Locate every line in the entries below that contains the string "leaf", treating uppercase and lowercase letters as distinct, and copy each such line in full.

===== MATERIALS PROVIDED =====

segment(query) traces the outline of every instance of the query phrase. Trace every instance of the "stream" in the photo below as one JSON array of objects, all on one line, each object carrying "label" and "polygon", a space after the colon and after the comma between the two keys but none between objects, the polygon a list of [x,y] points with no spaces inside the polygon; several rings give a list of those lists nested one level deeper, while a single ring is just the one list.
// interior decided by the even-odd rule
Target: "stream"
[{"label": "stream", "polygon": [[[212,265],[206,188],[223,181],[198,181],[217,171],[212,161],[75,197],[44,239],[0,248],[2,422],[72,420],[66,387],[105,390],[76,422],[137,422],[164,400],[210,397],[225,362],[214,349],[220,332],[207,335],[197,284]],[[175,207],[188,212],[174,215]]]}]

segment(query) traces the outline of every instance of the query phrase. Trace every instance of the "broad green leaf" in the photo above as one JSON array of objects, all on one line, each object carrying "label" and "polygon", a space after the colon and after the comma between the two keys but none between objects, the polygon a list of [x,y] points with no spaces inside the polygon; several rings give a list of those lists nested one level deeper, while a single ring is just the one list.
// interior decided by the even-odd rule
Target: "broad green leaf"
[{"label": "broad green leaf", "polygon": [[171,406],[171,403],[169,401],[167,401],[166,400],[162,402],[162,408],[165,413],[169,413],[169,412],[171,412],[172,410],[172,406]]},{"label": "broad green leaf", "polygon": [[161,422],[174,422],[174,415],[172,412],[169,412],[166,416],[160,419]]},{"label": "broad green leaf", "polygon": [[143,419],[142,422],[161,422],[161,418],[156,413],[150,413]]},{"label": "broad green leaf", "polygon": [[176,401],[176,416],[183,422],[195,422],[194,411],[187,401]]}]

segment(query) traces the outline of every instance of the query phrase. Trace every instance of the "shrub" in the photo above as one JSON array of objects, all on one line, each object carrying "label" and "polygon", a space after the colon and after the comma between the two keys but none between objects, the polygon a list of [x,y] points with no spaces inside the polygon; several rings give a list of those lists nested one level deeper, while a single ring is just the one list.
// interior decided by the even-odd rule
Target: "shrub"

=====
===== MATERIALS PROVIDED =====

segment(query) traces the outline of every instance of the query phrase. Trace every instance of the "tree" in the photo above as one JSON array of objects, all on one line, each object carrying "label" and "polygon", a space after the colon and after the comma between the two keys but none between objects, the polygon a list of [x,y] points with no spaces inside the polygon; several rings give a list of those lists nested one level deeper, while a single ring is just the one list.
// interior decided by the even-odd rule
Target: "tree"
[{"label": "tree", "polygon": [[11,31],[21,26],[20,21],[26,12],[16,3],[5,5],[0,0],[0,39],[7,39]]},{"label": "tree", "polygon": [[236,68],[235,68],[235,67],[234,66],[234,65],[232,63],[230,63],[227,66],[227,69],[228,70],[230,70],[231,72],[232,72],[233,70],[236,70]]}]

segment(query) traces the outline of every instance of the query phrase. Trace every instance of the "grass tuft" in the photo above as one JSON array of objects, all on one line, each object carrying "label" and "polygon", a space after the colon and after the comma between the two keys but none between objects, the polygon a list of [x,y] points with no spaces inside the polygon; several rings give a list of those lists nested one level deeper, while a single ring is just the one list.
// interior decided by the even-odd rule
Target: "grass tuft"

=====

THE SOLUTION:
segment(query) traces the outline of every instance of the query phrase. Trace every instance of the "broad green leaf" in the photo above as one JSON array of objects, all on one line, each object carrying "label" and "polygon", a space after the colon and after the comma between the two keys but none between objects, the polygon a list of [x,y] points with no spaces inside the polygon; several rings give a list of those lists nested one level deeper, while a single ring is just the one list.
Target: "broad green leaf"
[{"label": "broad green leaf", "polygon": [[171,406],[171,403],[169,401],[167,401],[166,400],[162,402],[162,408],[165,413],[169,413],[169,412],[171,412],[172,410],[172,406]]},{"label": "broad green leaf", "polygon": [[161,422],[174,422],[174,415],[172,412],[169,412],[166,416],[160,419]]},{"label": "broad green leaf", "polygon": [[143,419],[142,422],[161,422],[161,418],[156,413],[150,413]]},{"label": "broad green leaf", "polygon": [[176,401],[176,416],[183,422],[195,422],[194,411],[187,401]]}]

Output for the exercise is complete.